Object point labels

# # # # #

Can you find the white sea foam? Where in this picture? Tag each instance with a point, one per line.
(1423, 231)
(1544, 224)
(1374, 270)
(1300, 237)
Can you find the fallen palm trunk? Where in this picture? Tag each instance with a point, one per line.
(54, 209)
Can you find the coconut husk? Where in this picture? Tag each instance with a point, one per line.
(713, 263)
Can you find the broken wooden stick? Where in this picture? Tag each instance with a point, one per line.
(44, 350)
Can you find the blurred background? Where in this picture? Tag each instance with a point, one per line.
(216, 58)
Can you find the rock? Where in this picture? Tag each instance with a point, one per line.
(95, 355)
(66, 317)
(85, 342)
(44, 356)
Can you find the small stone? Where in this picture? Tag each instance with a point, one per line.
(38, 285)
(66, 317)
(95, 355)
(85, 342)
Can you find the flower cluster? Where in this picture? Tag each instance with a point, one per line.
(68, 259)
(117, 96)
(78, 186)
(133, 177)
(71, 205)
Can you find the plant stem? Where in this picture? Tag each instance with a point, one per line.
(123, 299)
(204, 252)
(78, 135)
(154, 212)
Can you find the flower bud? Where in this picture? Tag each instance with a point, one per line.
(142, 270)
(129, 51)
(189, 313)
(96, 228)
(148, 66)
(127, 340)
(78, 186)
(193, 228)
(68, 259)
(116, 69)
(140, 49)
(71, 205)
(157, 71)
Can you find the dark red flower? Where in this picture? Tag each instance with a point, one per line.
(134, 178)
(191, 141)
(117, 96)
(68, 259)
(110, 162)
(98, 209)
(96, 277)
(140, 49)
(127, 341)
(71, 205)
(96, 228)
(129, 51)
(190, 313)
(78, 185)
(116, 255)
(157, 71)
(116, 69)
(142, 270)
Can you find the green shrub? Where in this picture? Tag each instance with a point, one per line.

# # # # #

**REQUEST**
Copy every line verbatim.

**ANSWER**
Can you find the white sea foam? Where in this picture? Tag each instance with a point, one per line.
(1423, 231)
(1544, 224)
(1374, 270)
(1300, 237)
Can you find the fallen palm trunk? Where in this picture? Tag each instance with a point, one per line.
(54, 209)
Can you find the coconut husk? Where in this picture? Tag each instance with a point, one per line.
(713, 263)
Can you find the broken wooden stick? Where in this picture? Tag each instance with a point, one per line.
(44, 350)
Can you find the blurred background? Where in this picture? Tag each instance with a point, one per line.
(216, 58)
Can you find the rock? Where in this picture? Tag each instance with a point, one per line.
(95, 355)
(66, 317)
(85, 342)
(44, 356)
Can you find the small stone? Where in this picture? Tag each instance with a point, one per line.
(38, 285)
(66, 317)
(95, 355)
(85, 342)
Can you find the flower cluster? Where in this picture? Tag each instance with a point, one per line.
(68, 259)
(117, 96)
(78, 186)
(133, 177)
(71, 205)
Can you find the plant stem? Where in this picture? Tag each instance with a point, one per line.
(123, 299)
(204, 252)
(78, 135)
(154, 212)
Can you find the flower bud? Where in this picture? Tag each instance with a point, one per line.
(142, 270)
(129, 51)
(189, 313)
(96, 228)
(148, 66)
(127, 340)
(78, 186)
(193, 228)
(68, 259)
(116, 69)
(140, 49)
(71, 205)
(157, 71)
Can you find the dark red flower? Where in this picture? Tag each instance with a point, one per line.
(134, 178)
(191, 141)
(117, 96)
(68, 259)
(110, 162)
(98, 209)
(96, 277)
(140, 49)
(127, 341)
(71, 205)
(96, 228)
(129, 51)
(190, 313)
(78, 185)
(116, 255)
(157, 71)
(116, 69)
(142, 270)
Can you find the green shrub? Where in this picture? Tag each instance with a point, one per line.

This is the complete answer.